Stored data entries:
┄┄┄┄┄┄┄┄┄┄
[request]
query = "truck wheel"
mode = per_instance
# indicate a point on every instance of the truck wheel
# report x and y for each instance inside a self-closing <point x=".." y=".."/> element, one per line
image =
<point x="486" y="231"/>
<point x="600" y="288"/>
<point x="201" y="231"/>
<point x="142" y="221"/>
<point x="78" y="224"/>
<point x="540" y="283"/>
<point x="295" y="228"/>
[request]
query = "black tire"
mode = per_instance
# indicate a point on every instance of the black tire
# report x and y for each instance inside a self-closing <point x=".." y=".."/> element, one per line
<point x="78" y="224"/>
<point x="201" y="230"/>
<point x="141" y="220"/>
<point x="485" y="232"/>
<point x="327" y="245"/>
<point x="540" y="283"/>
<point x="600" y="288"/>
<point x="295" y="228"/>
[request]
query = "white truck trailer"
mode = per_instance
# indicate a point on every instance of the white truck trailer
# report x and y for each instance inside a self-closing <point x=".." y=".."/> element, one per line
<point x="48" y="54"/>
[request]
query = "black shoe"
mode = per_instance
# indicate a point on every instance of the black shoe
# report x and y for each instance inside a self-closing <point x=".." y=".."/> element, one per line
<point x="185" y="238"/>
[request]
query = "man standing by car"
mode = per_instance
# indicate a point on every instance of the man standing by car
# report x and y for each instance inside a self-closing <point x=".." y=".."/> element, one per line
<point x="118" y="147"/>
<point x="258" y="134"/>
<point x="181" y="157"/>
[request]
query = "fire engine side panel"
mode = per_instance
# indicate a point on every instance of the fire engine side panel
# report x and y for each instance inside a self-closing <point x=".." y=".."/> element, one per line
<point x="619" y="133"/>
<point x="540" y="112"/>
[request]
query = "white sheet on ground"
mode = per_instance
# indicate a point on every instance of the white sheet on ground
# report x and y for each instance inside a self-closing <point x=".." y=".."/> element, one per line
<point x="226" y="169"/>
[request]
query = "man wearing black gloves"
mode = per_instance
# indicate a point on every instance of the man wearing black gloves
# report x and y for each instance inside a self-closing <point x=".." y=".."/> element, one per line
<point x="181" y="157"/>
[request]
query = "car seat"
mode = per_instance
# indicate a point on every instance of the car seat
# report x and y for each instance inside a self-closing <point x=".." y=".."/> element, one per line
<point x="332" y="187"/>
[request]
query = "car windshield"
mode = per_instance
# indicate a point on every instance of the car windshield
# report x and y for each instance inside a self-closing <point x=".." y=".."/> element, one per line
┄┄┄┄┄┄┄┄┄┄
» **Problem requirements**
Please reproduce every line of the material word for word.

» **Solution**
[request]
query = "truck wheel"
mode = per_instance
# indicate a point on every instance of the truck wheel
# report x and y for each instance inside a self-closing <point x=".." y=".."/> element, one per line
image =
<point x="486" y="231"/>
<point x="600" y="288"/>
<point x="201" y="231"/>
<point x="142" y="221"/>
<point x="78" y="224"/>
<point x="540" y="283"/>
<point x="295" y="228"/>
[request]
query = "black tire"
mode = per_instance
# indicate a point on every instance of the black tire
# report x and y for each instance inside a self-closing <point x=".." y=".."/> element, one per line
<point x="78" y="224"/>
<point x="201" y="230"/>
<point x="141" y="220"/>
<point x="485" y="232"/>
<point x="327" y="245"/>
<point x="540" y="283"/>
<point x="600" y="288"/>
<point x="295" y="228"/>
[request]
query = "white truck trailer"
mode = per_instance
# indicate a point on every instance of the white truck trailer
# report x and y for each instance inside a self-closing <point x=".." y=".."/> element, one per line
<point x="48" y="54"/>
[request]
query = "black shoe"
mode = per_instance
# indicate a point on every instance of the black shoe
# report x and y for each instance inside a self-closing <point x=".." y=".."/> element, one per line
<point x="185" y="238"/>
[request]
query = "man standing by car"
mode = per_instance
# indicate a point on every instance of the man standing by car
# report x and y for each instance inside a self-closing <point x=".." y=".."/> element, one per line
<point x="118" y="147"/>
<point x="258" y="134"/>
<point x="181" y="157"/>
[request]
query = "fire engine side panel"
mode = per_instance
# indicate a point on every instance of the fire engine side panel
# report x and y for each instance inside a self-closing <point x=".." y=".."/> element, one per line
<point x="619" y="133"/>
<point x="540" y="112"/>
[request]
query = "white sheet on ground"
mode = per_instance
# indicate a point on every instance of the white sheet on ground
# report x and y for each instance inside a self-closing <point x=".." y=".."/> element, one per line
<point x="226" y="169"/>
[request]
query = "man wearing black gloves"
mode = per_instance
# indicate a point on every instance of the man wearing black gloves
# report x and y for each instance inside a self-closing <point x=".." y=".."/> element, one per line
<point x="181" y="157"/>
[request]
query = "car seat"
mode = per_instance
# indicate a point on every instance of the car seat
# report x and y for each instance inside a self-closing <point x=".." y=".."/> element, one per line
<point x="332" y="187"/>
[request]
query = "car windshield"
mode = per_instance
# indicate a point on every instance of the car windshield
# report x and y for each instance inside a self-closing <point x=".." y=".."/> element, one per line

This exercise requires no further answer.